** WHAT YOU ARE ASKED TO DO **
Report every line of the entries that contains the word "rear".

(Source data)

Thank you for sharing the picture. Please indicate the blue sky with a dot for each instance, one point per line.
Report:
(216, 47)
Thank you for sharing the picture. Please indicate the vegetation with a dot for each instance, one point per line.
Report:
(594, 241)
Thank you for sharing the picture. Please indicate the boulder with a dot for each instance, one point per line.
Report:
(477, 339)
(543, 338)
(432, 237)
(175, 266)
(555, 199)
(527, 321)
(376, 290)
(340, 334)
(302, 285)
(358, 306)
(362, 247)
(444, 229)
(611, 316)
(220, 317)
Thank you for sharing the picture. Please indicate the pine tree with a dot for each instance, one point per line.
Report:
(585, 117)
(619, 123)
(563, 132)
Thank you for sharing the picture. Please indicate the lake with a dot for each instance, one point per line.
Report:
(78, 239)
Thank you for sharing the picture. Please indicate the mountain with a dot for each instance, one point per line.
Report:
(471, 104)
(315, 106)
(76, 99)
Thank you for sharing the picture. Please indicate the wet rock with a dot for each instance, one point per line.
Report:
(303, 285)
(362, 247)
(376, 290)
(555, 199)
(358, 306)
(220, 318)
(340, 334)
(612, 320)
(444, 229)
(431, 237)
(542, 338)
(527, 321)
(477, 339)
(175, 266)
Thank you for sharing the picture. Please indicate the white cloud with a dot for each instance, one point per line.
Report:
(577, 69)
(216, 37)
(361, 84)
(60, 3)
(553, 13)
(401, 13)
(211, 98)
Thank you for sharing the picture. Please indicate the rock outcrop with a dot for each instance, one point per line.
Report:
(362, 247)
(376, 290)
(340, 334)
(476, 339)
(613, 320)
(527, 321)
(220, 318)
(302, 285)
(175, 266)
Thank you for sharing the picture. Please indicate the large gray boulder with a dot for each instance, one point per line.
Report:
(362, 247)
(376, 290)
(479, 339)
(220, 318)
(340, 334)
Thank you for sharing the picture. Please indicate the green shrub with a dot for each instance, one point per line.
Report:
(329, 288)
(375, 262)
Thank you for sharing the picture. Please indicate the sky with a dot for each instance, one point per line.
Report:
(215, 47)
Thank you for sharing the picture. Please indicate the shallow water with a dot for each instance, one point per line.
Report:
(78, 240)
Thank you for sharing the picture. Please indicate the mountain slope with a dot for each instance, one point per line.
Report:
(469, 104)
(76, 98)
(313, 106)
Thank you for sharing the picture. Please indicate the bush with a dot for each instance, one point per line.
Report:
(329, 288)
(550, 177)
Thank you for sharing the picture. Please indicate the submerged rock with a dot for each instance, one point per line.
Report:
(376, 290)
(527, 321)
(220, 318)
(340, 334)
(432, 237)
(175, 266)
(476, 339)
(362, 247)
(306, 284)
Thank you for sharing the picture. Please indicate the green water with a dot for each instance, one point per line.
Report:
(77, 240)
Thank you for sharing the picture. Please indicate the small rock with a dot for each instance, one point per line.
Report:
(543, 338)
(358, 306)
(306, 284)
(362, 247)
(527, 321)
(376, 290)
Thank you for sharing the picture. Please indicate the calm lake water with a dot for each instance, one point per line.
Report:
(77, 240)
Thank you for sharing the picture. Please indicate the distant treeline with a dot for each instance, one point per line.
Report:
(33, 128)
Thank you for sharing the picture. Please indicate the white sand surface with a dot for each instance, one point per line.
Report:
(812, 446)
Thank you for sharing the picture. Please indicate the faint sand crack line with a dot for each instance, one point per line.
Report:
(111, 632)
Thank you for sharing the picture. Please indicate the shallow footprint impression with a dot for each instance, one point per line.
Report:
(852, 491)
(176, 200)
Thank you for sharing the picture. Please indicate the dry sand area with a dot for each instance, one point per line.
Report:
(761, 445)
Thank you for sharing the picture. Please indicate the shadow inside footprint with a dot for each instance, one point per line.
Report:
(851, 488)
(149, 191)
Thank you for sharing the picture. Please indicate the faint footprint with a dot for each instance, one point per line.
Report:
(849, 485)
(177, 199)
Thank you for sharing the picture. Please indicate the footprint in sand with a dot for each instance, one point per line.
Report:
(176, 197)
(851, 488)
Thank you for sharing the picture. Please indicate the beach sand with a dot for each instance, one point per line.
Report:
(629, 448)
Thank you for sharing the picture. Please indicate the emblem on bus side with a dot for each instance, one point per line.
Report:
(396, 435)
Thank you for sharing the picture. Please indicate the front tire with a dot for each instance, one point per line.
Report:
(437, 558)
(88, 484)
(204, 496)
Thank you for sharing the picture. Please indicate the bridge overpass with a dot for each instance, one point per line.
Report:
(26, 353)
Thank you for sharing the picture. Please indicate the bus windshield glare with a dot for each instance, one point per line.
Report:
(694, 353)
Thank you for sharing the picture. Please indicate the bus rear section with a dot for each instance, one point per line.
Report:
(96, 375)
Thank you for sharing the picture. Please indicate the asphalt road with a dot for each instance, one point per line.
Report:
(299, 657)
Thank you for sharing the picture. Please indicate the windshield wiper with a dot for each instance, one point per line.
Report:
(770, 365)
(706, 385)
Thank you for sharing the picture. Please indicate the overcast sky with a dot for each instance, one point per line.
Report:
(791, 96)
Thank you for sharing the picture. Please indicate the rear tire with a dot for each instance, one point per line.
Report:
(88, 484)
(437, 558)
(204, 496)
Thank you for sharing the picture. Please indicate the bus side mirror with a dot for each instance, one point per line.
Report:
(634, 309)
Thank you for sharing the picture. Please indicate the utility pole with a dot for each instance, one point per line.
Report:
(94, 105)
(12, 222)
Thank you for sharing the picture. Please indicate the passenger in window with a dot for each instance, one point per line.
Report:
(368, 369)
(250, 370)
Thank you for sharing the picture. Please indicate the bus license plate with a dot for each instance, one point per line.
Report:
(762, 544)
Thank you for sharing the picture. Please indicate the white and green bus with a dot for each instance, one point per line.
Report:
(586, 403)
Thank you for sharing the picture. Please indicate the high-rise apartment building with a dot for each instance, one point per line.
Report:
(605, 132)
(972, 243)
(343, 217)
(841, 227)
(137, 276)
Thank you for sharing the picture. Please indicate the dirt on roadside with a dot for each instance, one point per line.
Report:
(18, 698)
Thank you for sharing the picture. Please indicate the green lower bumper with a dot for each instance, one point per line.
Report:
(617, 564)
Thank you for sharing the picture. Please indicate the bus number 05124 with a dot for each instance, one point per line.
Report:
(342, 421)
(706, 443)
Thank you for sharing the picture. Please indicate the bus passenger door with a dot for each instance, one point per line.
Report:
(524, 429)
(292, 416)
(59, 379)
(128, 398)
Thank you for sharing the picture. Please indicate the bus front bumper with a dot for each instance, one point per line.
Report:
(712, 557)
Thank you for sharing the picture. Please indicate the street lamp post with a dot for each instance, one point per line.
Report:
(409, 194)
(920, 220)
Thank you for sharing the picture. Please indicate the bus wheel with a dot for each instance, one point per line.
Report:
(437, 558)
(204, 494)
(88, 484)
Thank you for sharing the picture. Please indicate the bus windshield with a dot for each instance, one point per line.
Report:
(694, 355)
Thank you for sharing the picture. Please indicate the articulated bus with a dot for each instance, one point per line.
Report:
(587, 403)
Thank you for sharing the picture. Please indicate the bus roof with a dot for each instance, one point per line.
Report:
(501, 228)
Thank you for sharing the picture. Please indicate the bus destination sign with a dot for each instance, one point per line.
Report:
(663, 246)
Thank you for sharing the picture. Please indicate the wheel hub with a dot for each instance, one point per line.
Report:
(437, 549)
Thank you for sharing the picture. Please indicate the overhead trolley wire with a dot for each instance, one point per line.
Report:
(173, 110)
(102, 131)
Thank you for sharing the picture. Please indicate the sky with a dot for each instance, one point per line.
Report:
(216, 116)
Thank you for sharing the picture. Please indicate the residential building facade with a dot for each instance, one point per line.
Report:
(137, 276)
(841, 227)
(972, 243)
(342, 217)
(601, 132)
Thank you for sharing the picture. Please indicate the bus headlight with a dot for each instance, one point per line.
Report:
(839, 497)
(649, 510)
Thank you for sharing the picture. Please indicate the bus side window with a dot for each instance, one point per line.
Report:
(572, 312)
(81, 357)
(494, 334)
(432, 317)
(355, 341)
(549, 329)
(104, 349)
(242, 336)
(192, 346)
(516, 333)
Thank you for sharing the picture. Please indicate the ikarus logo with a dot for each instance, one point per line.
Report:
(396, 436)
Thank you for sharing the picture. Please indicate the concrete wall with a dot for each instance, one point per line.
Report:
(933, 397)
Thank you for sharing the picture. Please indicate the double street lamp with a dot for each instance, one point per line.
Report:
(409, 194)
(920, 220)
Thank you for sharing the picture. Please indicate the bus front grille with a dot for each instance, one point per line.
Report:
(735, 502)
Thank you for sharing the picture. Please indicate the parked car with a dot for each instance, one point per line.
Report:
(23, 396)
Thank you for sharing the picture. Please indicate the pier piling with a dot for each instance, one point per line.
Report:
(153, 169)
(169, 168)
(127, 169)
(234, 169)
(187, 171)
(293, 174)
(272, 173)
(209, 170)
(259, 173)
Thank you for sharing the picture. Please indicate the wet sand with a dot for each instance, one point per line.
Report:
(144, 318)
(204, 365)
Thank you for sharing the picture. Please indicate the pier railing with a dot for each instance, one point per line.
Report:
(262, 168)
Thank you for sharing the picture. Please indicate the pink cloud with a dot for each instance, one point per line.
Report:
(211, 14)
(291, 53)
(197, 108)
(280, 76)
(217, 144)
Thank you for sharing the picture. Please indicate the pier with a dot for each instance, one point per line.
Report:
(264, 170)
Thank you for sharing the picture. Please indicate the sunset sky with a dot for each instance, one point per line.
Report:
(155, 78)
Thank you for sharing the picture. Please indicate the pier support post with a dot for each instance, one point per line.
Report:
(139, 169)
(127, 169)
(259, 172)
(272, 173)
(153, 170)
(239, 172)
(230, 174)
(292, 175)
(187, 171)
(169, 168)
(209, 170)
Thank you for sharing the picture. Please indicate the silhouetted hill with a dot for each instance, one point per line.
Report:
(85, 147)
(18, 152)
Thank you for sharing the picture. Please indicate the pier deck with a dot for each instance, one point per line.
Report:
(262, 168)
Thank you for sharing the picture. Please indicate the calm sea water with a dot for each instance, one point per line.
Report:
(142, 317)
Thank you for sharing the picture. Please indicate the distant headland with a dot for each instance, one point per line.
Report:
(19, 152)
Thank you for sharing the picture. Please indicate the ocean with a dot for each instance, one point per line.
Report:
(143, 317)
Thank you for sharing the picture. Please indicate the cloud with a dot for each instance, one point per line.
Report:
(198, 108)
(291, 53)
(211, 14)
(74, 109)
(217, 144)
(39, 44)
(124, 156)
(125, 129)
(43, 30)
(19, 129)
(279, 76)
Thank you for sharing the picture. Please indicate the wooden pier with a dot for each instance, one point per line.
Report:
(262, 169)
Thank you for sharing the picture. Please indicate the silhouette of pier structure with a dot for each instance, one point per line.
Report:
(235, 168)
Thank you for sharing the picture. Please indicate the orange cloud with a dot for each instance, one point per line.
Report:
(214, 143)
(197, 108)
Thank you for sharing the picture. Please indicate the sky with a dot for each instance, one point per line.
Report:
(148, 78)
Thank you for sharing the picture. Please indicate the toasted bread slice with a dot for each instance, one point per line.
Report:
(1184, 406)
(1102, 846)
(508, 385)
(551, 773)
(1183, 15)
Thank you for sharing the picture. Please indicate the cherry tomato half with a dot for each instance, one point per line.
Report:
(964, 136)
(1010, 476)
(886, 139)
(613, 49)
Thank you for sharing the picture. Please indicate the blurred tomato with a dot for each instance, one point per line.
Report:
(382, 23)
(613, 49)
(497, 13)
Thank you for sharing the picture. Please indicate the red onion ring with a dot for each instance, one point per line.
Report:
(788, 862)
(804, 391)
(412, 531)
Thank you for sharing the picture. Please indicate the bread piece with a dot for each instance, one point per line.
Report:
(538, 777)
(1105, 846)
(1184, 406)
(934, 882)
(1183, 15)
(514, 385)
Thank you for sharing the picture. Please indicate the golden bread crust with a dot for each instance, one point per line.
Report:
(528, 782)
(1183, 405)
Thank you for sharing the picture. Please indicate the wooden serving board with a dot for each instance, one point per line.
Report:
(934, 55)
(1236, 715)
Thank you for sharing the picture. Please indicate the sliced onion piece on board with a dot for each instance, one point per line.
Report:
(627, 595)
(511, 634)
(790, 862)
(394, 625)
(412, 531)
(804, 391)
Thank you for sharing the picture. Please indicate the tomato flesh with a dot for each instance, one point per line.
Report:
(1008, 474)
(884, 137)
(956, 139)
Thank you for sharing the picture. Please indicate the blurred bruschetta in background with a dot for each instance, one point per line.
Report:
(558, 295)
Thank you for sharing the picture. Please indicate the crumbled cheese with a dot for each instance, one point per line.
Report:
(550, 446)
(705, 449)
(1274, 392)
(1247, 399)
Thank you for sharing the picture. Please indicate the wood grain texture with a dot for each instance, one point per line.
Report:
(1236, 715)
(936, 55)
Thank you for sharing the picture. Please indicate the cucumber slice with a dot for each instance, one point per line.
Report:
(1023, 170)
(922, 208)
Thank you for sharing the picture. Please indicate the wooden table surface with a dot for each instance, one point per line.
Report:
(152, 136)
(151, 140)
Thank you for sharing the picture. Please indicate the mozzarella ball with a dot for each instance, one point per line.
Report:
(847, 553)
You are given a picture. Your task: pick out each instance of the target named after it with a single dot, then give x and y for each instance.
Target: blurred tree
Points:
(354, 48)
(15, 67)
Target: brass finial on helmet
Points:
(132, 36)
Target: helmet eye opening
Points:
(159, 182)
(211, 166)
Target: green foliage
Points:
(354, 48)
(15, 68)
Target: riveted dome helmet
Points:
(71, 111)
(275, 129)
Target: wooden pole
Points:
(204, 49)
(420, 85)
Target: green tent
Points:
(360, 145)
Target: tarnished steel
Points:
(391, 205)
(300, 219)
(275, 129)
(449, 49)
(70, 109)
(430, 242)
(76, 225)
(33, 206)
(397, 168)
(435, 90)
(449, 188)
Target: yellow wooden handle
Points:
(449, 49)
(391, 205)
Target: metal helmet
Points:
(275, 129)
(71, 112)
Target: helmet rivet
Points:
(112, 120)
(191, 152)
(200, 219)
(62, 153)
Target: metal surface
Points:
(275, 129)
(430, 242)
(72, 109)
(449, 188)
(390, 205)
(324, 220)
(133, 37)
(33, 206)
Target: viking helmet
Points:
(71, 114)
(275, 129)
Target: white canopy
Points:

** TASK SOLUTION **
Thank you for sharing the picture. Please indicate the bus rear section with a dot for each instance, one point per line.
Thank you for sharing the picture. Please indicate the rear tire with a dot for each instance, one point per line.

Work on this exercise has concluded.